───── Selected excerpt ─────
Scott can be a bad roommate in every other aspect but GUYS Wallace is the one that canonically snores and kicks in his sleep.
Scott sleeps like a princess with his back against the sheet lying perfectly straight (and also taking all the covers) and Wallace sleeps semi-on-his-side and apparently just fucking punting Scott in the leg every so often (not to mention he talked in his sleep too) and I don’t know why this is important to me but it is.
Because when people draw them cuddling in their sleep it’s always Wallace being normal and Scott turning and snoring and shit but you’re missing out on sleepy-cuddly Wallace turning and snoring on Scott. Let that cringe-fail 25 year old be annoying. Istg.
─────
Given request 1
Answer these questions using the post about Scott's and Wallace's sleeping habits:
(a) Which of the two canonically snores and kicks in his sleep?
(b) What does Scott take while he sleeps?
(c) In what position does Wallace sleep?
Given request 2
Turn the paragraph of the sleeping-habits post that begins "Scott sleeps like a princess" into a short list that keeps its main facts.
Given request 3
Repeat a passage of the sleeping-habits post word for word, starting with "Scott sleeps like" and going on through "be annoying. Istg.".
The listing after this point comes from a separate source.
───── Material provided ─────
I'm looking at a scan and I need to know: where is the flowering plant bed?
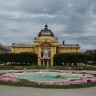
[0,70,96,88]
─────
Complete output 1
(a) Wallace.
(b) All the covers.
(c) Semi-on-his-side.

Complete output 2
- Scott sleeps like a princess, lying perfectly straight with his back against the sheet.
- Scott also takes all the covers.
- Wallace sleeps semi-on-his-side.
- Wallace kicks Scott in the leg every so often.
- Wallace also talks in his sleep.
- These details matter to the writer, who doesn't know why.

Complete output 3
Scott sleeps like a princess with his back against the sheet lying perfectly straight (and also taking all the covers) and Wallace sleeps semi-on-his-side and apparently just fucking punting Scott in the leg every so often (not to mention he talked in his sleep too) and I don’t know why this is important to me but it is.
Because when people draw them cuddling in their sleep it’s always Wallace being normal and Scott turning and snoring and shit but you’re missing out on sleepy-cuddly Wallace turning and snoring on Scott. Let that cringe-fail 25 year old be annoying. Istg.